Among our species it is impolite to pull someone out of a chair or to shoulder him aside when you want to watch your favorite television program. So if a dog growls when his owner sits near him on the couch, many people wrongly assume the dog is just being grumpy, or that he was too comfortable to be disturbed.
Clients have told us that they have actually chastised their children for being impolite by sitting close to a dog or nudging it aside. People subconsciously try to accept guarding problems as quirks of the dog. Many owners try to work around a dog defending space by not disturbing him no matter how inconvenient that may be.
In doing that, however, you’re telling your dog that he is the pack leader and is therefore entitled to guard the space in question. Guarding problems can escalate and, in fact, often do. It may begin with the dog growling under very limited conditions—say, when being nudged aside on the sofa—but then it often reaches the point where the dog begins to growl as soon as you approach him.
Dogs instinctively guard with more intensity as the opportunity allows for it. For some dogs, dominance is a self-rewarding behavior. You want to remove your dog from the couch. He growls. So you back off. To your dog, his behavior worked. Eventually he might growl even when you just look at him on the couch. They don’t seem to get it, the dog is thinking. This is my space. I’ll have to warn them earlier.
Such behavior can become very problematic for pet owners, particularly those with young children.
MARC Willy was a three-year-old German shorthaired pointer. His owner, Lisa, called us one day very concerned. Willy had been growling at her eleven-month-old baby every time the child approached him in his dog bed. Sometimes Willy guarded the couch in the same way: The baby would come close, Willy would growl. What made matters worse was that Willy had started growling at Lisa whenever she sat near him on the couch. Lisa was confused because Willy had never acted this way before. But it had been going on for a month now and seemed to be getting worse.
We had our suspicions about why this was happening. Lisa’s baby had begun to walk a month earlier. To Willy’s mind, this impudent little human was intruding on his space, and Willy believed he had higher status than the baby. After all, Willy slept in Lisa’s bed, while the baby was relegated to a space (the baby’s room) far away from the pack leader—a sign of lower status. In Willy’s eyes, even Lisa’s position as pack leader had begun to wilt. After all, she had spent an entire month showing him how dominant he could be by not addressing his space-guarding behavior. The unintended message to Willy was that he was dominant. That’s why he began to guard space from Lisa, too.
Not every dog is like Willy, but when such a situation is left unaddressed, some dogs that guard space will eventually scare or even bite their owners. This can have disastrous results—the dog might be removed from the home or even put down. What makes this so tragic is that often the behavior is easily fixed.
With Willy, we had our chance: He came to stay with us for two weeks. In that time, we showed him that space was not a resource he should guard from his humans. We started this lesson with the walk.
The walk is the most important time of the day because it is when you, the pack leader, and your dog patrol your territory together. Normally, Willy pulled hard on the leash. We showed him that pulling was not effective. When Willy strained, we held the leash and briskly turned around the other way. As soon as Willy was walking by our side again, we praised him, turned around, and resumed the walk. In short order, Willy learned that walking on a loose leash and allowing us to control where he put his body meant that he could continue the pleasant journey.

• Written task 1: Translate this sentence from the passage on dogs guarding space into Spanish: "Guarding problems can escalate and, in fact, often do."

• Extracted material:
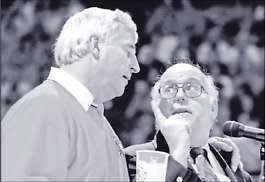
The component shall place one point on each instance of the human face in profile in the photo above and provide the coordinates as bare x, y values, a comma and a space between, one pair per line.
120, 62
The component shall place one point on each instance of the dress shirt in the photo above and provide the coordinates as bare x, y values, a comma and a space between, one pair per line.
55, 133
73, 86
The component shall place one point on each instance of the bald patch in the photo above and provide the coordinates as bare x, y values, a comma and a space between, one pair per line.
182, 71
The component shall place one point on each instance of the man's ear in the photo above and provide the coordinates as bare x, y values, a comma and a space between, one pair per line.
214, 108
94, 41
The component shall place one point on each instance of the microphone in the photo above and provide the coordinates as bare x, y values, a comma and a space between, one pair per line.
235, 129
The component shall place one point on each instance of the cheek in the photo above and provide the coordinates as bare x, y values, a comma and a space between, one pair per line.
166, 108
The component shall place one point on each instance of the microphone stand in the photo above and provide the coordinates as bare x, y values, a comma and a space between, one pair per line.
262, 158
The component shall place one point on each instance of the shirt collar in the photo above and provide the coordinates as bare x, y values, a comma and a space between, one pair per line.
73, 86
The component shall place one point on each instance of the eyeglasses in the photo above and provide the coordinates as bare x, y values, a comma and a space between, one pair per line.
190, 89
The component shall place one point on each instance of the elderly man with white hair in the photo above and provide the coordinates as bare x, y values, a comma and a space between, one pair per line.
57, 132
185, 105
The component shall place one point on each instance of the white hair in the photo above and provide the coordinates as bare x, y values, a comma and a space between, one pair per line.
72, 43
211, 89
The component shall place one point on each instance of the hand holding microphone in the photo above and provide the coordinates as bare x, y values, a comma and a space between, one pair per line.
235, 129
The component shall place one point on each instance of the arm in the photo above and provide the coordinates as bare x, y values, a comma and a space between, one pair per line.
34, 142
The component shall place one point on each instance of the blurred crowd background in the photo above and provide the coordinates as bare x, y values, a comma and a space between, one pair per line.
225, 37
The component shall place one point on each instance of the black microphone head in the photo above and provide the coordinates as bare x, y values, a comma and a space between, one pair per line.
232, 128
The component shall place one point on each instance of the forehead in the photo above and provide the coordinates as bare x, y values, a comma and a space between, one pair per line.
180, 73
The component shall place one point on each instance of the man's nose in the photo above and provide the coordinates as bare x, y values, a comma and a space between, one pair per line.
180, 96
134, 65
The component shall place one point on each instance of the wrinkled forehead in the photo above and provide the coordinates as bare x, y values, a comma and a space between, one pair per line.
181, 73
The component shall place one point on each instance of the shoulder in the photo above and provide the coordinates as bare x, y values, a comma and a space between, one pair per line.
44, 101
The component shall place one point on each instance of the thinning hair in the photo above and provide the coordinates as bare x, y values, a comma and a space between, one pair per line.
212, 90
73, 41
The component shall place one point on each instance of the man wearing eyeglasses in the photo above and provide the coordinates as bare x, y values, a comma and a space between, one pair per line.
185, 104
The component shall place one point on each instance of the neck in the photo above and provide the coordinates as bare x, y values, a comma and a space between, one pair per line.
88, 77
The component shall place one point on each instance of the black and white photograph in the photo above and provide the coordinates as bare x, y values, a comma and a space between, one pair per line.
90, 87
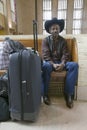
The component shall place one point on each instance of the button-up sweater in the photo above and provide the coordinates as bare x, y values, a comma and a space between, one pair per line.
55, 49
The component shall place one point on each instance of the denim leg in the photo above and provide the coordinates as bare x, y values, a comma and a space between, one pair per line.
46, 72
71, 77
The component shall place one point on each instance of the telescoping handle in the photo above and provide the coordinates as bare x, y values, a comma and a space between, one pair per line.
35, 35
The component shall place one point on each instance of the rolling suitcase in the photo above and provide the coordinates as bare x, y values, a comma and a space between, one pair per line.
25, 84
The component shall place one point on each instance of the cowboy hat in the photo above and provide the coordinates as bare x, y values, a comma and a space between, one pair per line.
49, 23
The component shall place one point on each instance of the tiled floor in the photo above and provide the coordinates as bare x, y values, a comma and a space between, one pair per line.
54, 117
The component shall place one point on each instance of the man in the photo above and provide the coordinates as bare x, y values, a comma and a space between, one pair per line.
56, 57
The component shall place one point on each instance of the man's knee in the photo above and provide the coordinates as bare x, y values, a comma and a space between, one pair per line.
47, 66
72, 65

• Written task 2: Show each line of the rows above that contains the string "white".

• Right answer 1: Los problemas de protección del espacio pueden agravarse y, de hecho, suelen hacerlo.

• Right answer 2:
The component shall place one point on each instance of the elderly man with white hair in the photo above and provide the coordinates as bare x, y values, a comma and a space between, one pair per line.
The component shall place one point on each instance of the white hair in the photo above and provide the coordinates as bare x, y values, a comma and a space between, one pair per line.
The component shall place one point on each instance of the black and white photograph in the photo above and provide the coordinates as bare x, y values, a comma and a space between, one pair per line.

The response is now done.